▸ Problem details
Exactly as given, write out the lines from the one containing "berry calyx, imagine" through the end of the listing, with both ends included and nothing else.
━━━━━━━━━━━━━━━━
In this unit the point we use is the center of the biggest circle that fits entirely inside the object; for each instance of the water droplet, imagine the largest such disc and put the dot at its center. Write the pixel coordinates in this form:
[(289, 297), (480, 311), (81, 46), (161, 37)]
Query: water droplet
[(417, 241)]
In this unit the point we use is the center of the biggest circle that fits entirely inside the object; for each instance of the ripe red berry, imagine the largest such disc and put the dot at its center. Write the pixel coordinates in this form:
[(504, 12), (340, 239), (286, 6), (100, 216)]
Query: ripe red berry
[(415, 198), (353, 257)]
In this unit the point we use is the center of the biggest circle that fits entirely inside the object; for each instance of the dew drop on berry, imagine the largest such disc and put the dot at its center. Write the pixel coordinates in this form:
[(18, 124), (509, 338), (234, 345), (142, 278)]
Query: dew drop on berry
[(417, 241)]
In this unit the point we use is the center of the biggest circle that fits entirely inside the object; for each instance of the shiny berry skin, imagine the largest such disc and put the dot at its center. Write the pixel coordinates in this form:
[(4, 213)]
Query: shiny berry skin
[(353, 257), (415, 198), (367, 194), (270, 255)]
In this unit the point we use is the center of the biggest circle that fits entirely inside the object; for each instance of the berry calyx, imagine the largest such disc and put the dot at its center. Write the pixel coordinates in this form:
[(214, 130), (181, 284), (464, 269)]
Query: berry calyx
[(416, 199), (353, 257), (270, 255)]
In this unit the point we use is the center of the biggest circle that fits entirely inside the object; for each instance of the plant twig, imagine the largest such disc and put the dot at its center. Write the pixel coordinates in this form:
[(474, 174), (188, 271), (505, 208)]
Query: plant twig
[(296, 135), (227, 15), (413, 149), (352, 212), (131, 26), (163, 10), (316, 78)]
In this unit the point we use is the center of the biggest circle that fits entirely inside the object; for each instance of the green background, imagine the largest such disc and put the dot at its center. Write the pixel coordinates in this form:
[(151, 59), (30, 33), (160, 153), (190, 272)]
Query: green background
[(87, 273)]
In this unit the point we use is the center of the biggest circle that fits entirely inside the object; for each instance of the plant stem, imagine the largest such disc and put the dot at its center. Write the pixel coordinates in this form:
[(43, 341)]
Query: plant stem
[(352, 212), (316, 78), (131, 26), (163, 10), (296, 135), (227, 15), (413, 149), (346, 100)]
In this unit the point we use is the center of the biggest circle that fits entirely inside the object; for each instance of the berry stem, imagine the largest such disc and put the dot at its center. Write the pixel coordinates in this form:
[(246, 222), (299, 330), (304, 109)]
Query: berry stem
━━━━━━━━━━━━━━━━
▸ Complete answer
In this unit the point we use is the center of the biggest circle that fits entirely inside the object; for each instance of the berry calyx, imagine the largest such disc and put the dot at its center. Write the pixel coordinates in this form:
[(214, 130), (181, 284), (464, 269)]
Query: berry calyx
[(416, 199), (353, 257), (270, 255)]
In this unit the point we use is the center of the biggest circle that fits entirely inside the object; for each instance of the plant twig, imagine the largest such disc and put the dot at its center. Write the pixel coordinates in this form:
[(474, 174), (188, 271), (505, 208)]
Query: plant twig
[(296, 135), (227, 15), (413, 149), (352, 212), (131, 26), (163, 10), (316, 78)]
In this unit the point we use is the center of the biggest circle that fits entirely inside the object; for each instance of the green background, imagine the largest such disc and put the dot at its center. Write the pixel coordinates in this form:
[(151, 59), (30, 33), (160, 153), (190, 272)]
Query: green background
[(87, 273)]
In this unit the point we use is the center of the biggest circle that fits entirely inside the object; for each instance of the plant stem, imagine the largest such disc and put the dot at its center. Write the pixel coordinates in this form:
[(43, 341)]
Query: plant stem
[(352, 212), (316, 78), (131, 26), (163, 10), (296, 135), (227, 15), (413, 149), (346, 100)]
In this unit the point we use is the center of the biggest circle that fits entirely inside the object; for each instance of the berry stem, imagine the largest such disc and put the dot at its center. Write the pixel coordinates in this form:
[(246, 222), (299, 330), (304, 109)]
Query: berry stem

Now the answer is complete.